Records

+-------+

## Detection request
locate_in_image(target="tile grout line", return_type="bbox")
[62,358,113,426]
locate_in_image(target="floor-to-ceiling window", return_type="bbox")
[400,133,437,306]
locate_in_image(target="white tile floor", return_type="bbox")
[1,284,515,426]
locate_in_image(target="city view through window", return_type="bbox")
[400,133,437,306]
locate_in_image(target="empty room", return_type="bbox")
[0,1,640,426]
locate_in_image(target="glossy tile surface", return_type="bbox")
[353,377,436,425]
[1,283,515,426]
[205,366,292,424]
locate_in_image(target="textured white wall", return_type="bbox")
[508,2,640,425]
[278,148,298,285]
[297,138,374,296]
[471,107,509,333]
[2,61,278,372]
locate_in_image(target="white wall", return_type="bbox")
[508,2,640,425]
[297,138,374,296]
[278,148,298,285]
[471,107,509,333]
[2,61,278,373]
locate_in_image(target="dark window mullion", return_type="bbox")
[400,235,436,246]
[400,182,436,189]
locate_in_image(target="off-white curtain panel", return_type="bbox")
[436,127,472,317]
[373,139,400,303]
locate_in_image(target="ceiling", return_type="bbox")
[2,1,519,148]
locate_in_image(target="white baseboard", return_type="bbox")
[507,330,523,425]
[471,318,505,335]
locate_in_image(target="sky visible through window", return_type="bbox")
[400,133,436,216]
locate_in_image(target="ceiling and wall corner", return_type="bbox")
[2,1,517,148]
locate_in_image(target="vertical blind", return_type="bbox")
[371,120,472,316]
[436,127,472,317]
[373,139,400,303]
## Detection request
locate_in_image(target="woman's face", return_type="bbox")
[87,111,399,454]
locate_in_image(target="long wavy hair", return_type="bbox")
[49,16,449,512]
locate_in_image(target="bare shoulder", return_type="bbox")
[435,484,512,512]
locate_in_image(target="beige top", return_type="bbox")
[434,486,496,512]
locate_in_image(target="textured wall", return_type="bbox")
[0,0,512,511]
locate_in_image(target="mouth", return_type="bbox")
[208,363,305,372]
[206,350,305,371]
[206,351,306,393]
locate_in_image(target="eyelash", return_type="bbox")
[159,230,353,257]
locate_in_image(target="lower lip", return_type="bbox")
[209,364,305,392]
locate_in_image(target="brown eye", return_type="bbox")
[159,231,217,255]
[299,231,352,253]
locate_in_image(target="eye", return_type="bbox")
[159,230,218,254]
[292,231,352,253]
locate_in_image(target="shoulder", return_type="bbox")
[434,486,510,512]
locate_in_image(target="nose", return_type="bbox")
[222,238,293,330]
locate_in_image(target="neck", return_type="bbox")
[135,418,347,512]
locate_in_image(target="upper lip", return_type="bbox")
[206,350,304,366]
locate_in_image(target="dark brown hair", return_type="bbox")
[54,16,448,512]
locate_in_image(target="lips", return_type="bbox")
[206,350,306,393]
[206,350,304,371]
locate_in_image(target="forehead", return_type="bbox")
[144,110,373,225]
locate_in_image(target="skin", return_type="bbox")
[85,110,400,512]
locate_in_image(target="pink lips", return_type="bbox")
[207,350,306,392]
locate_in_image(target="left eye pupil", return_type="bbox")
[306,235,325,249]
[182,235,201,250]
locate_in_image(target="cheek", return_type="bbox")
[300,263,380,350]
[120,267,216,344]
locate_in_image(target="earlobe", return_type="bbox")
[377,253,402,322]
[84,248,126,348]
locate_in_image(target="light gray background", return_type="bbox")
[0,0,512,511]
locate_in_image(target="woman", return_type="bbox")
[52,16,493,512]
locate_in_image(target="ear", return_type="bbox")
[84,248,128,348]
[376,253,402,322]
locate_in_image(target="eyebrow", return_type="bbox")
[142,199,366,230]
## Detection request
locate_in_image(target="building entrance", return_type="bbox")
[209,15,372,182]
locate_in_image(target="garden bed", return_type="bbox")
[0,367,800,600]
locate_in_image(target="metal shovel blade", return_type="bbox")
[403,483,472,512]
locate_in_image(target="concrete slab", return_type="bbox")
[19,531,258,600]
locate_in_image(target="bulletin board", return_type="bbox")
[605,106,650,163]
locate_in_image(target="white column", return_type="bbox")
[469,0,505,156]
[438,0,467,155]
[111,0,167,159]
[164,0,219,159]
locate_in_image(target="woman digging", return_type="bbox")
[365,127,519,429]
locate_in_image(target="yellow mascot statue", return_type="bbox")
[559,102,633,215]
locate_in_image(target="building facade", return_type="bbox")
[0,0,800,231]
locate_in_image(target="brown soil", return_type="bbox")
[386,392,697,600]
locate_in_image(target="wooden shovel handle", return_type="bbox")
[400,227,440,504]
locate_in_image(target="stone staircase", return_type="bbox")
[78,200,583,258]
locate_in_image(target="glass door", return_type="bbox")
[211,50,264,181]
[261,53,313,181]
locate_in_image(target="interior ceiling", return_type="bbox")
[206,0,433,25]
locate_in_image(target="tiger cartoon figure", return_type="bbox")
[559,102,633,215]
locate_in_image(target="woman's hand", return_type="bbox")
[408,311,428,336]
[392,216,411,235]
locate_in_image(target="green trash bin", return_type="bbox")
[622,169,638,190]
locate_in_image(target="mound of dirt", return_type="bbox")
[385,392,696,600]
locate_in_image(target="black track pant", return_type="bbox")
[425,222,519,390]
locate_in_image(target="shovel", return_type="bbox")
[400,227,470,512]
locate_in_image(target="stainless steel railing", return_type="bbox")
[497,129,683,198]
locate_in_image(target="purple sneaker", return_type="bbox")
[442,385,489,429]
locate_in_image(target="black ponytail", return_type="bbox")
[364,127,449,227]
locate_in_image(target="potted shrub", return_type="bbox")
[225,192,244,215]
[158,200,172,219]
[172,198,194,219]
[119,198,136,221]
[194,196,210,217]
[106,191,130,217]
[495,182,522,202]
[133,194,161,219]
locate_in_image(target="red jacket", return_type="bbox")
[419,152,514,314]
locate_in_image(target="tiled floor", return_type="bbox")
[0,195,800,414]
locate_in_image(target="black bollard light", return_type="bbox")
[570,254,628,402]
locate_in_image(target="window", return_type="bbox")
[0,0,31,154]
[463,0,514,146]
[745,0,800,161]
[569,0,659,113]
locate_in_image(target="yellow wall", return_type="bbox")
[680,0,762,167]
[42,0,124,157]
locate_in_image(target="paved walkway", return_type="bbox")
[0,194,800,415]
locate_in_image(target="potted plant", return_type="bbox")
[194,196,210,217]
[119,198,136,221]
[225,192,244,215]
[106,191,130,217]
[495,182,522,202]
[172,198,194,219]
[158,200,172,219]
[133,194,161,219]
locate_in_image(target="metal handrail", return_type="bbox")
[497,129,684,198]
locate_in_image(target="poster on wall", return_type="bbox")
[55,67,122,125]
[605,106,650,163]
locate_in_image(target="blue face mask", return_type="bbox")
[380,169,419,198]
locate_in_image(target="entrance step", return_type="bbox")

+-------+

• [SET EXERCISE] Count the lines of the rows above that contain the string "shovel", and give only that number.

• [OUTPUT] 3